*PROVIDED RECORDS*:
--- START ---
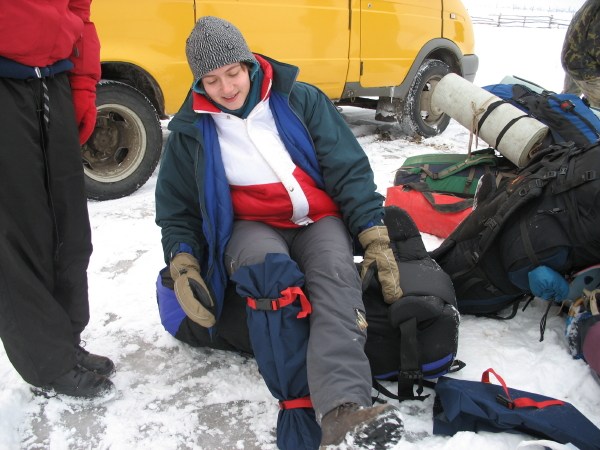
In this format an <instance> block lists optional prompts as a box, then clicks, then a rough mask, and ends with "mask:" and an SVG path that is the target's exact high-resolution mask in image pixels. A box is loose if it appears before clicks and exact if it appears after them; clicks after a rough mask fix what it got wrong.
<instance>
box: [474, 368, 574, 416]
mask: <svg viewBox="0 0 600 450" xmlns="http://www.w3.org/2000/svg"><path fill="white" fill-rule="evenodd" d="M490 373H491V374H493V375H494V376H495V377H496V378H497V379H498V381H499V382H500V384H501V385H502V389H503V390H504V393H505V394H506V397H503V396H501V395H498V396H497V397H496V400H497V401H498V402H499V403H502V404H503V405H504V406H506V407H507V408H509V409H514V408H531V407H533V408H538V409H542V408H545V407H546V406H560V405H564V404H565V402H563V401H561V400H544V401H541V402H536V401H535V400H533V399H531V398H529V397H519V398H515V399H514V400H513V399H512V398H511V397H510V392H509V391H508V387H507V386H506V383H505V382H504V380H503V379H502V377H501V376H500V375H498V374H497V373H496V372H495V371H494V369H491V368H490V369H487V370H486V371H484V372H483V374H481V382H482V383H489V382H490Z"/></svg>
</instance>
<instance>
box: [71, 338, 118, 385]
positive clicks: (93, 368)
mask: <svg viewBox="0 0 600 450" xmlns="http://www.w3.org/2000/svg"><path fill="white" fill-rule="evenodd" d="M75 359H76V360H77V364H79V365H80V366H81V367H84V368H85V369H87V370H90V371H92V372H95V373H97V374H98V375H104V376H106V377H107V376H109V375H110V374H111V373H113V372H114V371H115V364H114V363H113V362H112V361H111V360H110V359H109V358H107V357H106V356H100V355H94V354H93V353H90V352H88V351H87V350H86V349H84V348H83V347H82V346H81V345H78V346H77V347H75Z"/></svg>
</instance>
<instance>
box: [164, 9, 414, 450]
mask: <svg viewBox="0 0 600 450" xmlns="http://www.w3.org/2000/svg"><path fill="white" fill-rule="evenodd" d="M186 53H187V57H188V62H189V65H190V68H191V70H192V73H193V75H194V80H195V81H194V84H193V86H192V89H191V91H190V93H189V95H188V97H187V99H186V101H185V103H184V104H183V106H182V107H181V109H180V111H179V112H178V113H177V114H176V115H175V117H174V118H173V120H172V121H171V122H170V124H169V129H170V130H171V134H170V136H169V139H168V142H167V144H166V147H165V151H164V155H163V158H162V163H161V167H160V172H159V175H158V181H157V186H156V222H157V224H158V225H159V226H160V227H161V229H162V243H163V249H164V254H165V261H166V263H167V264H168V266H169V268H168V270H164V271H163V272H162V274H161V278H160V283H159V285H158V289H159V307H160V309H161V318H162V320H163V324H165V327H166V328H167V329H168V330H169V331H171V333H172V334H174V335H175V336H176V337H179V338H181V339H182V340H186V339H187V338H189V339H187V340H188V341H189V340H192V339H193V340H195V343H196V344H197V345H206V346H210V347H213V348H230V349H231V348H238V349H239V348H240V345H239V343H237V342H232V340H228V337H227V336H226V335H225V333H226V332H225V331H222V330H226V329H227V327H226V326H224V324H223V323H224V322H227V321H229V322H231V321H233V322H235V321H236V317H237V320H239V317H241V315H237V316H236V313H235V311H233V310H234V309H235V308H236V305H229V304H227V301H225V302H224V298H225V291H226V289H227V286H228V284H229V285H230V286H231V281H232V280H233V281H235V282H236V288H237V291H238V293H240V295H242V296H243V297H244V298H246V299H247V302H248V306H249V307H250V308H252V309H253V310H256V311H264V310H265V309H266V310H276V309H278V308H280V307H281V310H282V312H285V311H286V310H287V308H290V307H291V305H288V306H285V303H286V300H290V299H291V301H292V302H294V304H295V305H296V306H297V307H298V308H299V310H300V313H299V314H303V315H304V316H306V315H308V314H310V315H308V317H307V318H305V319H303V320H301V319H297V321H298V322H301V321H302V322H303V323H305V324H306V334H305V335H303V336H300V338H299V339H300V342H299V347H298V349H297V351H293V352H291V354H289V355H287V356H284V357H285V358H286V361H275V364H277V363H280V364H283V365H285V366H286V369H285V370H288V371H289V367H291V365H292V363H293V362H294V361H293V360H294V359H297V358H298V355H300V356H301V361H300V363H299V364H298V365H297V366H296V372H295V373H292V374H289V375H290V378H291V379H294V380H296V379H303V380H305V381H304V384H307V386H306V387H305V389H307V390H306V391H305V394H304V395H305V397H303V398H300V399H298V398H296V399H295V400H302V401H303V402H300V405H298V404H294V403H290V402H288V400H290V398H286V395H285V394H284V395H283V398H280V400H281V402H280V404H281V405H282V408H283V410H287V409H288V408H290V409H294V408H300V409H302V410H308V409H310V406H312V407H314V411H315V413H316V415H315V414H313V420H315V423H319V424H320V428H321V429H322V431H321V429H319V426H317V427H316V429H315V428H312V429H311V433H310V434H311V435H312V436H311V438H309V439H308V440H309V441H311V442H310V443H308V444H306V447H302V448H316V447H317V446H318V445H338V444H340V443H341V442H342V441H343V439H344V437H345V435H346V434H347V433H350V434H351V435H353V437H352V439H354V440H355V441H354V442H357V440H359V439H361V438H360V437H359V431H361V432H362V434H360V436H362V439H364V440H367V441H369V442H375V441H376V440H383V441H387V442H388V444H389V443H393V442H395V441H396V440H398V439H399V438H400V436H401V432H402V422H401V420H400V418H399V417H398V413H397V410H396V408H394V407H392V406H391V405H380V406H375V407H373V406H372V400H371V373H370V369H369V361H368V360H367V357H366V355H365V352H364V345H365V340H366V331H365V328H366V323H365V320H364V306H363V302H362V289H361V280H360V277H359V274H358V272H357V270H356V267H355V264H354V259H353V238H357V239H358V240H359V241H360V243H361V244H362V247H363V248H364V251H365V261H367V262H372V261H376V262H377V266H378V277H379V280H380V282H381V285H382V287H383V290H384V296H385V299H386V301H387V302H389V303H392V302H394V301H396V300H398V299H399V298H400V297H401V296H402V291H401V289H400V284H399V274H398V267H397V265H396V262H395V259H394V256H393V254H392V250H391V249H390V246H389V237H388V233H387V229H386V227H385V226H384V225H383V222H382V218H383V215H384V210H383V206H382V201H383V197H382V196H381V195H379V194H378V193H377V192H376V186H375V184H374V181H373V173H372V170H371V168H370V165H369V162H368V159H367V157H366V155H365V153H364V151H363V150H362V148H361V146H360V145H359V144H358V142H357V141H356V139H355V137H354V135H353V134H352V132H351V131H350V129H349V128H348V126H347V125H346V123H345V122H344V120H343V118H342V117H341V115H340V114H339V112H338V111H337V110H336V108H335V106H334V105H333V104H332V103H331V102H330V101H329V99H328V98H327V97H326V96H325V95H324V94H323V93H322V92H321V91H319V90H318V89H316V88H315V87H313V86H310V85H307V84H304V83H300V82H297V81H296V77H297V75H298V69H297V68H296V67H293V66H290V65H288V64H283V63H280V62H277V61H275V60H273V59H270V58H268V57H265V56H261V55H258V54H252V53H251V52H250V50H249V49H248V46H247V44H246V42H245V40H244V38H243V36H242V35H241V33H240V31H239V30H238V29H237V28H236V27H235V26H234V25H232V24H231V23H229V22H227V21H225V20H223V19H220V18H217V17H202V18H201V19H200V20H198V22H197V23H196V26H195V27H194V29H193V31H192V33H191V35H190V36H189V38H188V40H187V45H186ZM266 267H268V269H266ZM246 269H248V270H250V271H254V270H256V271H258V272H260V273H262V274H263V275H266V276H267V278H268V277H269V276H270V277H271V278H272V279H268V280H267V283H271V284H274V285H275V286H277V289H276V291H275V292H276V295H279V293H280V292H281V295H282V297H281V298H275V299H273V298H272V296H271V295H270V294H268V293H267V292H258V293H257V294H256V295H252V294H251V292H252V289H254V288H258V289H259V291H260V290H261V289H266V288H265V286H249V285H248V283H249V281H248V280H249V279H251V278H252V277H253V276H254V275H256V274H255V273H254V275H253V273H249V272H248V271H247V270H246ZM273 271H280V272H281V273H282V277H281V278H280V277H275V275H274V274H273ZM278 273H279V272H278ZM285 277H288V278H290V277H291V279H293V280H294V281H293V282H292V284H288V285H281V286H280V285H278V283H283V281H282V280H283V279H284V278H285ZM169 278H172V279H173V280H174V292H175V296H176V298H177V301H178V302H179V304H180V305H181V308H183V310H184V311H185V313H186V314H187V317H189V318H190V319H191V320H193V321H194V322H195V323H196V324H199V325H200V326H201V327H203V328H204V329H206V333H205V334H204V335H203V336H202V335H198V333H191V331H190V330H191V328H190V324H189V323H187V322H186V321H184V322H182V320H181V319H182V317H181V312H179V313H178V312H176V309H171V307H172V306H173V305H172V304H169V301H168V295H162V296H161V292H162V293H163V294H165V291H164V287H165V285H168V284H169V281H170V280H169ZM255 278H256V277H255ZM273 278H276V279H273ZM285 279H287V278H285ZM250 281H252V280H250ZM171 283H172V282H171ZM249 292H250V293H249ZM288 294H289V295H288ZM286 295H288V297H286ZM261 297H267V298H261ZM294 300H295V301H294ZM308 302H309V303H308ZM244 307H245V305H242V306H241V308H244ZM238 310H239V305H238ZM268 312H269V313H271V312H274V311H268ZM298 317H300V315H299V316H298ZM293 319H294V320H296V316H295V315H294V317H293ZM309 321H310V322H309ZM283 326H287V325H286V324H285V323H284V325H283ZM249 328H250V334H251V340H252V347H253V348H252V351H253V353H254V354H255V356H256V358H257V362H258V365H259V369H260V371H261V374H262V375H263V377H264V378H265V381H267V384H268V385H269V381H268V380H267V378H268V376H269V375H271V373H270V372H269V368H268V367H267V363H265V362H264V359H263V358H265V357H267V356H265V355H266V353H269V352H271V351H274V350H273V349H272V348H265V346H264V342H262V341H260V342H259V341H258V338H255V337H254V336H253V334H252V333H253V331H254V332H258V331H261V330H258V329H257V328H262V327H261V326H258V325H257V324H256V323H254V327H253V323H252V321H251V319H250V322H249ZM253 328H255V329H254V330H253ZM309 329H310V333H309V334H308V330H309ZM271 332H272V331H271ZM192 335H193V336H192ZM284 335H285V340H286V344H288V342H287V341H288V339H290V340H291V339H292V336H291V334H284ZM242 346H243V345H242ZM248 350H249V349H248ZM274 359H275V360H277V359H278V355H277V354H276V353H275V356H274ZM270 362H272V361H269V363H270ZM279 387H281V386H279ZM269 388H270V389H271V392H274V390H275V387H274V386H272V385H269ZM308 391H310V397H308ZM274 395H275V393H274ZM296 396H297V395H290V396H288V397H296ZM305 400H307V401H308V402H304V401H305ZM389 419H391V420H389ZM315 430H316V431H315ZM321 432H322V437H321ZM302 439H306V438H302ZM283 440H284V436H282V435H281V434H280V433H279V432H278V444H279V445H280V446H281V447H285V446H286V444H285V443H282V442H283ZM294 445H296V444H289V443H288V444H287V447H288V448H291V447H293V446H294ZM298 445H299V444H298ZM303 445H304V444H303ZM297 448H300V447H297Z"/></svg>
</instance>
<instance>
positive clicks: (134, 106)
mask: <svg viewBox="0 0 600 450" xmlns="http://www.w3.org/2000/svg"><path fill="white" fill-rule="evenodd" d="M96 107H97V109H98V116H97V119H96V128H95V129H94V132H93V133H92V136H91V137H90V139H88V141H87V142H86V143H85V144H84V145H83V147H82V149H81V151H82V159H83V171H84V174H85V190H86V195H87V198H88V199H93V200H112V199H116V198H121V197H125V196H127V195H129V194H131V193H133V192H135V191H136V190H137V189H139V188H140V187H141V186H142V185H143V184H144V183H146V181H148V179H149V178H150V176H151V175H152V174H153V173H154V169H155V168H156V165H157V164H158V161H159V159H160V155H161V151H162V128H161V124H160V119H159V117H158V114H157V112H156V109H155V108H154V106H153V105H152V103H151V102H150V101H149V100H148V99H147V98H146V96H144V95H143V94H142V93H141V92H140V91H138V90H137V89H135V88H133V87H131V86H129V85H127V84H125V83H121V82H118V81H108V80H102V81H100V83H99V84H98V86H97V90H96Z"/></svg>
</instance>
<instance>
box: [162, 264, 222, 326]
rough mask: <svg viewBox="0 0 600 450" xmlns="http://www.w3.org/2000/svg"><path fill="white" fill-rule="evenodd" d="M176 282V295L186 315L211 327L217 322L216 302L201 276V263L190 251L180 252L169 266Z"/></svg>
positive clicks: (174, 281) (172, 275)
mask: <svg viewBox="0 0 600 450" xmlns="http://www.w3.org/2000/svg"><path fill="white" fill-rule="evenodd" d="M169 269H170V272H171V277H172V278H173V281H174V282H175V286H174V290H175V297H177V301H178V302H179V304H180V305H181V308H182V309H183V310H184V311H185V313H186V315H187V316H188V317H189V318H190V319H191V320H193V321H194V322H196V323H197V324H198V325H200V326H202V327H205V328H210V327H212V326H213V325H214V324H215V323H216V320H215V314H214V311H215V303H214V301H213V299H212V297H211V296H210V292H209V291H208V288H207V287H206V284H205V283H204V280H203V279H202V277H201V276H200V264H199V263H198V260H197V259H196V258H194V257H193V256H192V255H190V254H189V253H178V254H177V255H175V257H174V258H173V259H172V260H171V265H170V267H169Z"/></svg>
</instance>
--- END ---
The required output is the stretch of entries above from the line containing "positive clicks: (134, 106)" through the line containing "box: [162, 264, 222, 326]", reproduced exactly.

positive clicks: (134, 106)
mask: <svg viewBox="0 0 600 450" xmlns="http://www.w3.org/2000/svg"><path fill="white" fill-rule="evenodd" d="M96 107H97V109H98V116H97V119H96V128H95V129H94V132H93V133H92V136H91V137H90V139H88V141H87V142H86V143H85V144H84V145H83V147H82V149H81V151H82V159H83V171H84V174H85V190H86V195H87V198H88V199H93V200H112V199H116V198H121V197H125V196H127V195H129V194H131V193H133V192H135V191H136V190H137V189H139V188H140V187H141V186H142V185H143V184H144V183H146V181H148V179H149V178H150V176H151V175H152V174H153V173H154V169H155V168H156V165H157V164H158V161H159V159H160V155H161V151H162V128H161V124H160V119H159V117H158V114H157V112H156V109H155V108H154V106H153V105H152V103H151V102H150V101H149V100H148V99H147V98H146V96H144V95H143V94H142V93H141V92H140V91H138V90H137V89H135V88H133V87H131V86H129V85H127V84H125V83H121V82H118V81H108V80H102V81H100V83H99V84H98V86H97V90H96Z"/></svg>
</instance>
<instance>
box: [162, 264, 222, 326]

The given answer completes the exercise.